WORK INSTRUCTIONS:
Please find every line in the records below that contains the word "tree", and copy each of those lines.

[RECORDS FOR PROCESSING start]

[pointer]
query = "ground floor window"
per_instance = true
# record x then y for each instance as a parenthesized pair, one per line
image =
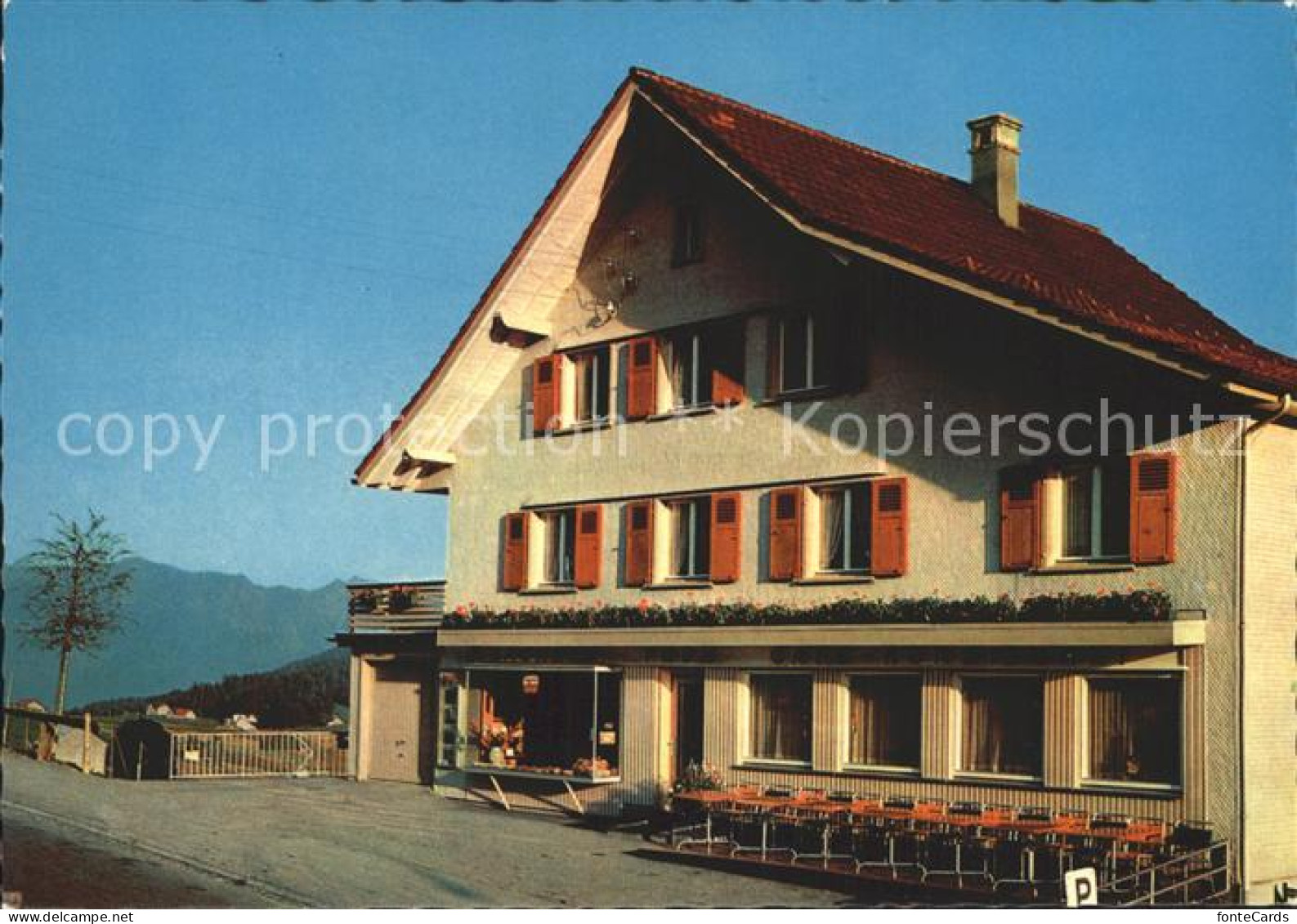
(886, 721)
(1003, 725)
(1135, 730)
(781, 716)
(557, 722)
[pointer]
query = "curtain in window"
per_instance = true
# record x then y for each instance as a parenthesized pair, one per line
(1135, 730)
(833, 529)
(682, 542)
(1003, 721)
(781, 716)
(885, 721)
(559, 546)
(1077, 512)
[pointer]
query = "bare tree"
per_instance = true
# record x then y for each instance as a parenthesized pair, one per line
(78, 598)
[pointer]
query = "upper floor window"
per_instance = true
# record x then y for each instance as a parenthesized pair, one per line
(886, 721)
(838, 530)
(800, 351)
(1003, 726)
(559, 546)
(1096, 511)
(592, 385)
(691, 369)
(691, 538)
(1116, 510)
(780, 716)
(687, 244)
(844, 529)
(1135, 730)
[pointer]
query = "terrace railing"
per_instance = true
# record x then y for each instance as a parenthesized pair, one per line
(256, 753)
(415, 605)
(1192, 877)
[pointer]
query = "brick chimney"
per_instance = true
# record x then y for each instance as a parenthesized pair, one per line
(995, 163)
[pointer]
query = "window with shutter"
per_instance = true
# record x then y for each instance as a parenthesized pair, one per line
(546, 395)
(1152, 508)
(890, 533)
(727, 537)
(589, 546)
(637, 551)
(1020, 519)
(641, 377)
(785, 533)
(514, 566)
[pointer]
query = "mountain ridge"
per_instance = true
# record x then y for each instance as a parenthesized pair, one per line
(181, 627)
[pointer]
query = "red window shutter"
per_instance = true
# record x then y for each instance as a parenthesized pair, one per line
(786, 506)
(727, 537)
(888, 552)
(638, 545)
(589, 546)
(641, 377)
(728, 344)
(515, 551)
(1153, 508)
(546, 373)
(1020, 519)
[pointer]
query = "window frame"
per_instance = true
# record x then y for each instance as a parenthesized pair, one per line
(749, 757)
(597, 391)
(700, 537)
(885, 769)
(687, 234)
(846, 489)
(963, 773)
(1089, 780)
(1098, 502)
(811, 384)
(549, 547)
(700, 369)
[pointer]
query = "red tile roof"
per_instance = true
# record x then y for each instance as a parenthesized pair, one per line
(1051, 262)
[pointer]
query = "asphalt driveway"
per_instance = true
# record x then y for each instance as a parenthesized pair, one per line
(329, 844)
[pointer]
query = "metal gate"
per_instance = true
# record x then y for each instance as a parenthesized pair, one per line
(256, 753)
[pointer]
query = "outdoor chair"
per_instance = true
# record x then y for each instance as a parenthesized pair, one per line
(906, 850)
(811, 840)
(782, 835)
(1009, 864)
(1187, 835)
(747, 832)
(870, 846)
(977, 853)
(941, 855)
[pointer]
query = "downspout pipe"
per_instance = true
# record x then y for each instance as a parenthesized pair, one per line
(1286, 404)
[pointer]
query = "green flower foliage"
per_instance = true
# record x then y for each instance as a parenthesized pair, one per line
(1137, 605)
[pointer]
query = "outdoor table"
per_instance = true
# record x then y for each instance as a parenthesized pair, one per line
(709, 800)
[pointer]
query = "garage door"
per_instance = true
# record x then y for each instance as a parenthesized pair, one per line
(400, 723)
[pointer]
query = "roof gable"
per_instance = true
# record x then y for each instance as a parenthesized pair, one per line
(1058, 266)
(937, 221)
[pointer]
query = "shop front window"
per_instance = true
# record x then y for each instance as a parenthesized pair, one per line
(552, 722)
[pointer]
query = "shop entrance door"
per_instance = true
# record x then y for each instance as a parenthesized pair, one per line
(687, 721)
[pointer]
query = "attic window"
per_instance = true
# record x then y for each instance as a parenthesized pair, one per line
(689, 234)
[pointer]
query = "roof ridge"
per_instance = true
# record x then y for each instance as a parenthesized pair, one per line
(791, 123)
(643, 73)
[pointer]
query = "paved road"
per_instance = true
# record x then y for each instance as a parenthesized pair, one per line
(336, 844)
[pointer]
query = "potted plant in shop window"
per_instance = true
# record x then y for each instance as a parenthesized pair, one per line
(698, 776)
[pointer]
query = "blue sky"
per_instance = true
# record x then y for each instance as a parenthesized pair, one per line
(244, 210)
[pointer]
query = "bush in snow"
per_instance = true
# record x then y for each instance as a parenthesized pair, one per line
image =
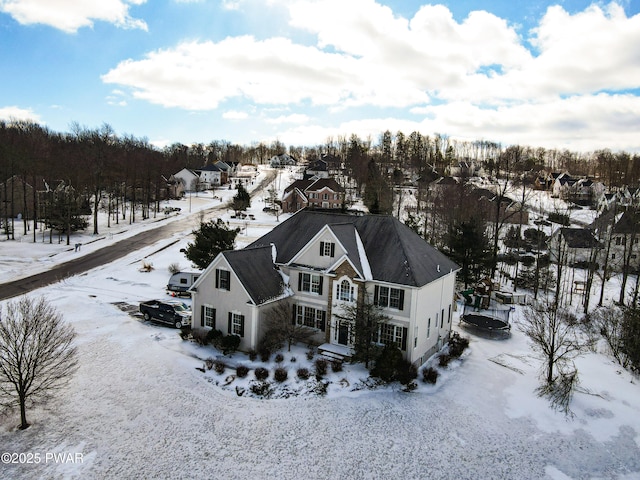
(430, 375)
(261, 373)
(260, 388)
(280, 374)
(444, 359)
(209, 363)
(321, 367)
(219, 366)
(457, 344)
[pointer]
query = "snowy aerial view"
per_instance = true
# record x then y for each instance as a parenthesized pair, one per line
(320, 239)
(143, 404)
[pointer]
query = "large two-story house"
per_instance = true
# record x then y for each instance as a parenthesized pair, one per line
(321, 263)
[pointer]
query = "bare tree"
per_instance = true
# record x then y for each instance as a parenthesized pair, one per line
(281, 327)
(37, 355)
(557, 339)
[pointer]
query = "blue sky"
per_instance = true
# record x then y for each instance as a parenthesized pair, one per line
(562, 74)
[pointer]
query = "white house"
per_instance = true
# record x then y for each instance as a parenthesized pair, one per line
(188, 178)
(322, 262)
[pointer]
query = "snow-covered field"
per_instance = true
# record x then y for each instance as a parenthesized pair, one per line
(139, 407)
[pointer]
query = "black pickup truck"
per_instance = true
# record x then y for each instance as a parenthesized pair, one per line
(172, 312)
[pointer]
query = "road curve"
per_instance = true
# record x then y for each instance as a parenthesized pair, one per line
(109, 253)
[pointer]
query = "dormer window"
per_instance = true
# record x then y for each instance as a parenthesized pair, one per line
(327, 249)
(345, 291)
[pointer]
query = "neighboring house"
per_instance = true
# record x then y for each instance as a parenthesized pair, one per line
(317, 169)
(331, 261)
(312, 193)
(572, 246)
(562, 185)
(210, 176)
(189, 179)
(282, 160)
(624, 241)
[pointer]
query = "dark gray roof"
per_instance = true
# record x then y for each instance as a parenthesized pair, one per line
(579, 238)
(396, 254)
(257, 273)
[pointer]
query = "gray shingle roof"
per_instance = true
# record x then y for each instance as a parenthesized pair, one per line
(255, 270)
(395, 253)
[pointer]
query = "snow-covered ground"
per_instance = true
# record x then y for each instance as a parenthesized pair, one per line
(140, 408)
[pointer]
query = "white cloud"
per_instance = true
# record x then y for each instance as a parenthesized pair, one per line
(235, 115)
(11, 113)
(476, 78)
(71, 15)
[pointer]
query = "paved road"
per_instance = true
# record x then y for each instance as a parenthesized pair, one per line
(109, 253)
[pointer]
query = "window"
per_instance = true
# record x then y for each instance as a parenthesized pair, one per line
(388, 297)
(208, 316)
(345, 291)
(309, 282)
(223, 279)
(310, 317)
(236, 324)
(327, 249)
(389, 334)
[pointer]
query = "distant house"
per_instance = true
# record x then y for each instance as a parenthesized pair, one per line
(282, 160)
(210, 176)
(189, 179)
(317, 169)
(321, 263)
(313, 193)
(572, 246)
(624, 241)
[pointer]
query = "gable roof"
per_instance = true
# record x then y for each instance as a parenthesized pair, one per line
(255, 269)
(394, 252)
(579, 238)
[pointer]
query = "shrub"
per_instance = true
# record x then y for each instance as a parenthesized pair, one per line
(406, 372)
(280, 374)
(261, 373)
(209, 363)
(444, 359)
(265, 354)
(230, 343)
(321, 367)
(386, 363)
(199, 336)
(260, 388)
(430, 375)
(219, 366)
(213, 336)
(242, 371)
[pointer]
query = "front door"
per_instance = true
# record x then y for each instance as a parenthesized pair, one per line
(343, 334)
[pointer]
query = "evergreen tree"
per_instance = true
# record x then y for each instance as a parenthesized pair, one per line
(211, 238)
(469, 247)
(242, 199)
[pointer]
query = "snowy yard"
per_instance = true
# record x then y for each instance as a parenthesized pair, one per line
(139, 407)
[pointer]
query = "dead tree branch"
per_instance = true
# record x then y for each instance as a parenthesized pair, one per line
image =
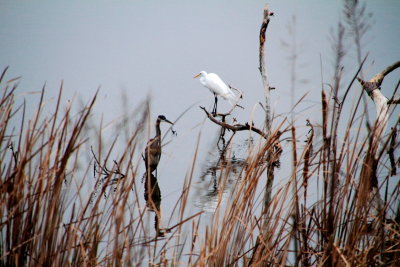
(262, 68)
(237, 127)
(370, 165)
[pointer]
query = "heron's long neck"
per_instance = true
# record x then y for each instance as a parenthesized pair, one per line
(158, 130)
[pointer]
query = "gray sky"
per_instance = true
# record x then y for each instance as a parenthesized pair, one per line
(156, 47)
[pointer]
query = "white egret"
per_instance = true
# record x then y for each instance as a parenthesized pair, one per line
(153, 148)
(217, 86)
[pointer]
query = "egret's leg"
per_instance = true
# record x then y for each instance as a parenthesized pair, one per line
(215, 105)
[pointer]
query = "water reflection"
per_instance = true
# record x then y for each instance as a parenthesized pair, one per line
(152, 195)
(218, 178)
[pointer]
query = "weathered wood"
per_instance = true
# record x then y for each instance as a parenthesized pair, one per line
(263, 70)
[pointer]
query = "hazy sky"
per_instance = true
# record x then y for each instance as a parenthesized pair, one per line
(156, 47)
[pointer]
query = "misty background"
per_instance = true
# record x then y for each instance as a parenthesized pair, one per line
(133, 50)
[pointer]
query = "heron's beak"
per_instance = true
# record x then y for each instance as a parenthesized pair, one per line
(169, 121)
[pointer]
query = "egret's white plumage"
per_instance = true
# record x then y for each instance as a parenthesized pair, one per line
(217, 86)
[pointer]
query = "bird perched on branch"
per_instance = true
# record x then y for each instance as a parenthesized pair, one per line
(217, 86)
(153, 148)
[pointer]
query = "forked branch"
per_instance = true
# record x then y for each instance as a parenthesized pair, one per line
(237, 127)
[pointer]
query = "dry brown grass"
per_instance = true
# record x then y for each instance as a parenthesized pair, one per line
(45, 221)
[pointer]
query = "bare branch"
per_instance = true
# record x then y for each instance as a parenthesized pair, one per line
(380, 76)
(262, 69)
(236, 127)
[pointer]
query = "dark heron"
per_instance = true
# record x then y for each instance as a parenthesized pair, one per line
(152, 153)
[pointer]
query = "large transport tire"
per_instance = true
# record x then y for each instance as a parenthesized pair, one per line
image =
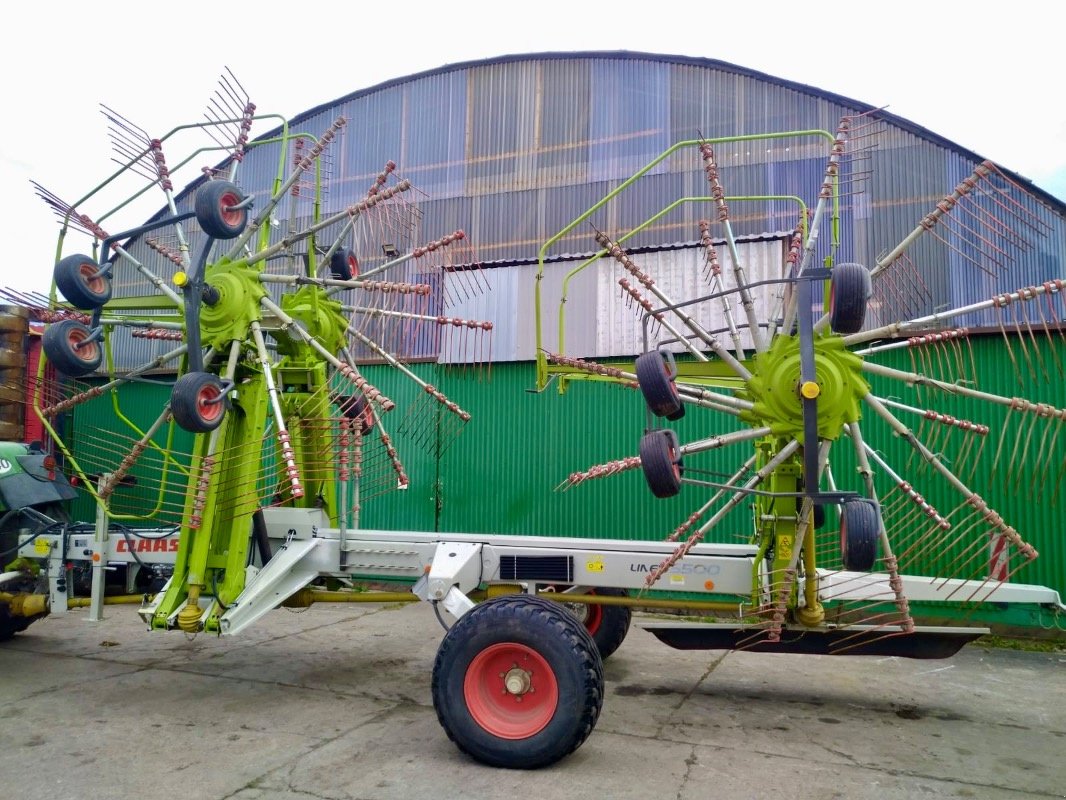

[RECORDS FOR PROCESSING end]

ANSWER FOR THIS EXERCISE:
query = "bare tree"
query = "bare tree"
query = "evergreen tree"
query = "dead tree branch"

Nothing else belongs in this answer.